## Exercise requirements
In the text below on thinking like a software security professional, rewrite the passage starting with "Think Like a Software Security" and going on through "old-school systems programmers.", changing "talk" to "presentation".

Think Like a Software Engineer

Think Like a Software Security Professional

Thoughts on evolving our professions in the midst of doing them,

by Susan Sons


This talk will be most useful to software developers and those who manage, teach, and mentor them.  However, anyone with an interest in information security or where software comes from may find some of the material approachable.

About Me

I'm Susan Sons, a Senior Systems Analyst from Indiana University's Center for Applied Cybersecurity Research.  I've become a jack-of-all-trades sort of security engineer, but my first love was software engineering, as I came up among some wonderful old-school systems programmers.

Computer science is not software engineering.

Computer science asks what is possible.

Software engineering makes things possible...

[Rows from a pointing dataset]
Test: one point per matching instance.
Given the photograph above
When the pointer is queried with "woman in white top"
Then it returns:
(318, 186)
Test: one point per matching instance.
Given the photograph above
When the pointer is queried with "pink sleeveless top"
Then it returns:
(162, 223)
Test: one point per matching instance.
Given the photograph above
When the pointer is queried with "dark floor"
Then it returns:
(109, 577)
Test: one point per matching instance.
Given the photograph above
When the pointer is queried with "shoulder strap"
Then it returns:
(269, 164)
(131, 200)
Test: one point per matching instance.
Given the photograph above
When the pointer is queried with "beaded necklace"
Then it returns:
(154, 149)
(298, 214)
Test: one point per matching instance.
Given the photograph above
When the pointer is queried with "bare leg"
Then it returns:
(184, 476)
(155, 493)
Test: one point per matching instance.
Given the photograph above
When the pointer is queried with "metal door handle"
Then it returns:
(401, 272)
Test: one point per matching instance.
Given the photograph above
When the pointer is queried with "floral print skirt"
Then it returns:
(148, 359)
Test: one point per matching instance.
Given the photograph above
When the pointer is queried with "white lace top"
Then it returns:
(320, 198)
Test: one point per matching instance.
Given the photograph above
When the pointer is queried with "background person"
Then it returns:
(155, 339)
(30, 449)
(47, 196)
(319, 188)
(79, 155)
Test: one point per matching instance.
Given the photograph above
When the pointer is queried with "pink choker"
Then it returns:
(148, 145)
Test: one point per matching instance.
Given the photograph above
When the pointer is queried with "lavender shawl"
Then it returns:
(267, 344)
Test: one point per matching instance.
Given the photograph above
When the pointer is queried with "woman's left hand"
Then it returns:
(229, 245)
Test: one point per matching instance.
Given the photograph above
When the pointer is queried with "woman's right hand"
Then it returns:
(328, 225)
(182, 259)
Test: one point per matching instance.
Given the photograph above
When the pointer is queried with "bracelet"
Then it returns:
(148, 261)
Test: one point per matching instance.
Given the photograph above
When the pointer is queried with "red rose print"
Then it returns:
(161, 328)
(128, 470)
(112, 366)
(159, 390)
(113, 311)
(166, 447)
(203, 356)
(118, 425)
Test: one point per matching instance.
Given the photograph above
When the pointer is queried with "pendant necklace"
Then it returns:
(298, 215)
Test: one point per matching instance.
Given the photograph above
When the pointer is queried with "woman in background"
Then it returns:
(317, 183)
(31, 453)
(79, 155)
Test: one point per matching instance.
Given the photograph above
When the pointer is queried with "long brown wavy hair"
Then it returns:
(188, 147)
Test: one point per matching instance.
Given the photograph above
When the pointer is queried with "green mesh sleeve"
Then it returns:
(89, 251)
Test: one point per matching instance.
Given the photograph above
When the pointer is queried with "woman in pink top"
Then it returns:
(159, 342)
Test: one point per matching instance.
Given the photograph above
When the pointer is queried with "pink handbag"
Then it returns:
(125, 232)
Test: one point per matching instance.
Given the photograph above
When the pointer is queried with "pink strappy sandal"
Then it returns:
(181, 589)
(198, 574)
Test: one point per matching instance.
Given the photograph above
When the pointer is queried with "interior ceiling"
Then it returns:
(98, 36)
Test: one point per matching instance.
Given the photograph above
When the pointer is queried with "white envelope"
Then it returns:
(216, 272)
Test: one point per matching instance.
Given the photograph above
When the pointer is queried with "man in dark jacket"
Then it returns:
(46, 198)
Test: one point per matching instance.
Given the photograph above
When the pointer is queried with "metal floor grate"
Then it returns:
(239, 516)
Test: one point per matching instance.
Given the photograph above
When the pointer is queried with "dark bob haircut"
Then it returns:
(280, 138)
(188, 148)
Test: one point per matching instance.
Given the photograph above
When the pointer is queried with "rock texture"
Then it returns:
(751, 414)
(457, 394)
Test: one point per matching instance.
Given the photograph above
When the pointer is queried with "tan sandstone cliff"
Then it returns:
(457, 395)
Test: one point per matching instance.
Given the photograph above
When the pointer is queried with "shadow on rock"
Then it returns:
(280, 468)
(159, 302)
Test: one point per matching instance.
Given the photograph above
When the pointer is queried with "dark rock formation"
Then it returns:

## Result of the exercise
Think Like a Software Security Professional

Thoughts on evolving our professions in the midst of doing them,

by Susan Sons


This presentation will be most useful to software developers and those who manage, teach, and mentor them.  However, anyone with an interest in information security or where software comes from may find some of the material approachable.

About Me

I'm Susan Sons, a Senior Systems Analyst from Indiana University's Center for Applied Cybersecurity Research.  I've become a jack-of-all-trades sort of security engineer, but my first love was software engineering, as I came up among some wonderful old-school systems programmers.